Les maladies cardiovasculaires connaissent une progression alarmante au Sénégal, touchant de plus en plus les enfants. Au centre cardiopédiatrique Cuomo de l’hôpital Fann, 452 enfants figurent sur la liste d’attente pour une intervention chirurgicale, a révélé le professeur Amadou Gabriel Ciss, chef du Service de chirurgie thoracique et cardiovasculaire, lors d’une mission menée par l’ONG La Chaîne de l’Espoir.
Pour répondre à cette situation, l’organisation prévoit la construction d’un centre vasculaire, endovasculaire et cardiaque (CVEC) au sein du CHNU de Fann. Ce futur complexe viendra soutenir un centre Cuomo déjà saturé dans la prise en charge des maladies cardiaques chez les enfants et les adultes.
« Nous venons pour l’extension du centre Cuomo car il est arrivé à saturation. La liste d’attente est très importante. Le taux de mortalité lié aux maladies cardiovasculaires atteint 48 % », a déclaré Pierre Éric Cheysson, président de l’ONG.

-- Consigne --
Répondez aux questions suivantes sur le texte consacré aux maladies cardiovasculaires au Sénégal :
1. Combien d'enfants figurent sur la liste d'attente du centre Cuomo ?
2. Quel centre l'ONG prévoit-elle de construire au sein du CHNU de Fann ?
3. Quel taux de mortalité lié aux maladies cardiovasculaires le président de l'ONG cite-t-il ?

-- Listing --
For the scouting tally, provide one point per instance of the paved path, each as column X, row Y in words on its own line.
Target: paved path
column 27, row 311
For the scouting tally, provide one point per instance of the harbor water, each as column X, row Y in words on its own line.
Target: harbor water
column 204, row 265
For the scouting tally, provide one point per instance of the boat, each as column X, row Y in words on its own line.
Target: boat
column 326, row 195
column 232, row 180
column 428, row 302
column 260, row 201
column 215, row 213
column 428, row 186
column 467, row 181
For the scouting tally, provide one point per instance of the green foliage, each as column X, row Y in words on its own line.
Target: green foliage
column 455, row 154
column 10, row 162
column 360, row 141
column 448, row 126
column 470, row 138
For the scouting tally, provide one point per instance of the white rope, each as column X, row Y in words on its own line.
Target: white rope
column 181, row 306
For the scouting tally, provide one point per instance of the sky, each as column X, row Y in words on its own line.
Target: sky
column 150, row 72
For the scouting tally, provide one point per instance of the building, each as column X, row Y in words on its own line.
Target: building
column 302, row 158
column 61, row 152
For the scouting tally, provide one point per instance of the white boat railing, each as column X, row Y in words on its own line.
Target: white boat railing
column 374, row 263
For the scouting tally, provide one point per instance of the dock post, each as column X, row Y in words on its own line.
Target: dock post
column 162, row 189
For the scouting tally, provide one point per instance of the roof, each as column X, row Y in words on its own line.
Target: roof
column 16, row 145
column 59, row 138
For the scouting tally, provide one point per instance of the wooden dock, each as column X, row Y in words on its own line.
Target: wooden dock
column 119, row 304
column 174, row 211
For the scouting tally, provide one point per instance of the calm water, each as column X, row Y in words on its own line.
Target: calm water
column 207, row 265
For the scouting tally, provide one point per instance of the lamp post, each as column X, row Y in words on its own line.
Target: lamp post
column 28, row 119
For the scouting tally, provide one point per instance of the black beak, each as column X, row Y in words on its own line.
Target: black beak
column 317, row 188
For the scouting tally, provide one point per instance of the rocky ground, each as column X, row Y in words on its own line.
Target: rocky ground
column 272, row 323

-- Réponse --
1. 452 enfants.
2. Un centre vasculaire, endovasculaire et cardiaque (CVEC).
3. 48 %.